■ **Passage to read**:
_ _ _ _ _

As best shown in FIGS. 1 and 4, the second handle 14 includes a second jaw 50 which in this embodiment is also a forging with a toothed surface 52 and a wire cutter surface 54 that form the second workpiece engaging surface 22.
The second jaw 50 fits between the plates 26 in the recess 46 and defines an opening that receives a pivot pin 56 such that the second jaw 50 is pivotably mounted to the first handle 12 by the pivot pin 56.
A locking lever 58 is pivotably mounted to the second jaw 50 by a pivot pin 64. This locking lever 58 includes two spaced, parallel metal plates 60 which are insert molded within a molded plastic element 62 (FIG. 10). A stub shaft 66 is provided as shown in FIG. 4, and the stub shaft 66 is preferably formed of stamped metal. Alternately, the stub shaft 66 can be molded of a suitable thermoplastic material. The stub shaft 66 is pivotably attached to the locking lever 58 by a pivot pin 68. The stub shaft 66 fits between the plates 60 (not shown in FIG. 4, but positioned above and below the plane of FIG. 4, extending between the pins 64, 68), and defines an opening to receive the pivot pin 68.

_ _ _ _ _

■ **Raw records**:
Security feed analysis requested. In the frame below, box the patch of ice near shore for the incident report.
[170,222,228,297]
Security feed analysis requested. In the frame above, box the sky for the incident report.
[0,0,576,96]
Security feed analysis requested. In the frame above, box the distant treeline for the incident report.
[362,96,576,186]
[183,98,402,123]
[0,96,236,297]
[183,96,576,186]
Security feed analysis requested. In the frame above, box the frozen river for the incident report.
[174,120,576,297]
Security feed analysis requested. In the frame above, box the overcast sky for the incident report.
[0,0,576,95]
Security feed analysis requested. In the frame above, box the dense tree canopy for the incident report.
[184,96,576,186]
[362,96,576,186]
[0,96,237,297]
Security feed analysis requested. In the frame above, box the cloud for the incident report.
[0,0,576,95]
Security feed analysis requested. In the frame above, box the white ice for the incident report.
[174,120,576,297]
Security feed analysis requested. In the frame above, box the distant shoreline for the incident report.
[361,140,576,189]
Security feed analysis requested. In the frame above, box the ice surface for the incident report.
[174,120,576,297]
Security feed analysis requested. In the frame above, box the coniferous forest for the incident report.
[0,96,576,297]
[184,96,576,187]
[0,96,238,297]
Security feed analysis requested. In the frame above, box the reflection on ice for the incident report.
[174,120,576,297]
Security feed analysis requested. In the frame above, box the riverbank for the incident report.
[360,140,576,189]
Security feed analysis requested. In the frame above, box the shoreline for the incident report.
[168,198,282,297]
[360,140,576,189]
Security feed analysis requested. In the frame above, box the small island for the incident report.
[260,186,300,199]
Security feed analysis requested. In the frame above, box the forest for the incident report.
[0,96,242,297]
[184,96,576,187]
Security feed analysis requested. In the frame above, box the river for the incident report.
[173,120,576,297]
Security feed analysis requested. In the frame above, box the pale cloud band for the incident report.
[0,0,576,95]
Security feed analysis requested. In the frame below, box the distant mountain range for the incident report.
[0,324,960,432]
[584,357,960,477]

_ _ _ _ _

■ **Directions**:
1) From the pliers passage, please pull out everything from "As best shown" down to "pivot pin 56.".
2) According to the pliers passage, how does the second jaw come to be pivotably mounted to the first handle? Answer in one to three sentences.
The data isn't needed for this.

■ **Final results**:
1)
As best shown in FIGS. 1 and 4, the second handle 14 includes a second jaw 50 which in this embodiment is also a forging with a toothed surface 52 and a wire cutter surface 54 that form the second workpiece engaging surface 22.
The second jaw 50 fits between the plates 26 in the recess 46 and defines an opening that receives a pivot pin 56 such that the second jaw 50 is pivotably mounted to the first handle 12 by the pivot pin 56.

2) The second jaw 50 fits between the plates 26 in the recess 46 and has an opening that receives pivot pin 56. That pin pivotably mounts the jaw to the first handle 12.